> **TASK GOAL**
From the forum thread about TSA and cigar cutters, reproduce word for word the stretch from "I'm pretty sure" through "(Apr 20, 2015)".

> **DOCUMENT EXTRACT**
━━━━━━

# TSA and cutters



## shapleigh (Oct 4, 2016)

heading on vacation in a couple of weeks, want to bring my smokes and my cutter.
does anyone know of the rules for a/an cutter or should I buy a punch.
next I am new to this arena how do you use a punch
Thanks Shapleigh


----------



## WinsorHumidors (Feb 16, 2016)

Stow your cutter in the checked bag and keep your stogies in your carry on ... seems logical.


----------



## Slowpokebill (Nov 29, 2008)

I'm pretty sure they are exempt but I had a Xikar, that I had traveled with in my pocket many times, taken by TSA last year. I could not convince the officer that it was exempt so now my cutter goes in my checked luggage.


----------



## weedsnager (Apr 20, 2015)

I've flown to Vegas twice this year, I had a cigar cutter on the plane and they never questioned it. I had 2 pipes, pipe tobacco, cigars, two lighters and a cutter I was pulled out of line to have my bag inspected once for magazines, said they could have been sheet bombs, and once for a bottle of foot powder. Didn't bat an eye about the cutter or lighters.


----------



## Cigary (Oct 19, 2007)

TSA and cutters tend to have a disconnect when it comes to whether one agent will ok them and those who don't. I have had trips where on the same trip I had an agent didn't want to ok the lighter ( leaving ) and returning back home they wanted to confiscate it. 3 times in the last 10 years ( same lighter ) I've had an issue with TSA and their wanting to confiscate my lighter to which I always bring a box that is already self addressed with a stamp on it to mail it home...just in case. Good rule of thumb is to outthink them or just don't take your favorite lighter.....buy a bic when you get to your destination or just check it in your suitcase where you can hide it inside a sock and then a shoe.

━━━━━━

> **SUPPLIED ENTRIES**
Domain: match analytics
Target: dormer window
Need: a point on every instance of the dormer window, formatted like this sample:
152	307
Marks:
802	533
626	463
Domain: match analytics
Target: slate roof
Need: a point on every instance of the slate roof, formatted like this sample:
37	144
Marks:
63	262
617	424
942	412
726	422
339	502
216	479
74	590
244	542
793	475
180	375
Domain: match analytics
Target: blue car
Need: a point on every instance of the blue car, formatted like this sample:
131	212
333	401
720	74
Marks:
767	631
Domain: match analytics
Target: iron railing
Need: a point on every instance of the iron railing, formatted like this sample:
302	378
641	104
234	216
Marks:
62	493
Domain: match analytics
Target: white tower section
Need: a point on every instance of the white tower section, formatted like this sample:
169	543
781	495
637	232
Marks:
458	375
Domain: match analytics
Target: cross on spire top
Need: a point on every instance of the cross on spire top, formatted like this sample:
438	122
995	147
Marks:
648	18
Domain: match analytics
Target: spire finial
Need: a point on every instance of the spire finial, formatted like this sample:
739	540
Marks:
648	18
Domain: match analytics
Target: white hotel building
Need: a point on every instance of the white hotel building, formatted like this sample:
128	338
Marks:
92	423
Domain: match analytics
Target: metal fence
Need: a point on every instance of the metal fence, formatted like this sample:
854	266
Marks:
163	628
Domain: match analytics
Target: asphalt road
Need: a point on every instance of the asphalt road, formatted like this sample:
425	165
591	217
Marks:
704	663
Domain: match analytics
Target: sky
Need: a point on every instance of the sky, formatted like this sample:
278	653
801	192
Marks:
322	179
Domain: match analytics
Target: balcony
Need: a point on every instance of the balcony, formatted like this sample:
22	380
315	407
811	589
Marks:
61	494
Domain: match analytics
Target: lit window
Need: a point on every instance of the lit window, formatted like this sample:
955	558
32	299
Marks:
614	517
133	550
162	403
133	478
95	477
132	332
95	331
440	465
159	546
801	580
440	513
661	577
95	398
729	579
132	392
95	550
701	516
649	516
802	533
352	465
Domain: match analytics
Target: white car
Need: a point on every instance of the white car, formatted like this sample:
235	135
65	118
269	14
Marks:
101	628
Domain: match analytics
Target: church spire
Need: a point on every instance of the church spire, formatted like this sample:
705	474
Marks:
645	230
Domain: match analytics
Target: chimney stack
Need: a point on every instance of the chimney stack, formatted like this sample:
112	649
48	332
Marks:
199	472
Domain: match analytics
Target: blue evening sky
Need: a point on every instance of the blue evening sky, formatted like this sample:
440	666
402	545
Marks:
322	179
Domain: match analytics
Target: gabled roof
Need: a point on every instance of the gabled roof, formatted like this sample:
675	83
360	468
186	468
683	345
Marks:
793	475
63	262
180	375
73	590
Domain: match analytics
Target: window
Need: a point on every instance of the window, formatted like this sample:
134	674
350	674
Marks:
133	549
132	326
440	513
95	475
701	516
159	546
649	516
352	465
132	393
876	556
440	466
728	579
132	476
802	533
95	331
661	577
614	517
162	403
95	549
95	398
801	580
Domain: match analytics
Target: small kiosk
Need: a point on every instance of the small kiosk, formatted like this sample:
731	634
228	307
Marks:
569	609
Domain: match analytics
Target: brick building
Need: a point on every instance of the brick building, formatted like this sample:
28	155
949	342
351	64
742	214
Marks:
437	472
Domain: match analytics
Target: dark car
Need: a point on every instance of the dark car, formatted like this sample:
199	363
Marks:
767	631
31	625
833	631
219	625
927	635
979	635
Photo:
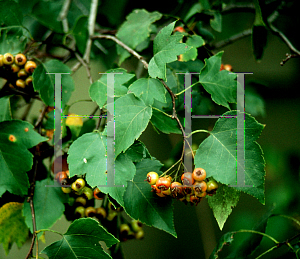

━━━━━━

> **RESULT OF THE EXERCISE**
I'm pretty sure they are exempt but I had a Xikar, that I had traveled with in my pocket many times, taken by TSA last year. I could not convince the officer that it was exempt so now my cutter goes in my checked luggage.


----------



## weedsnager (Apr 20, 2015)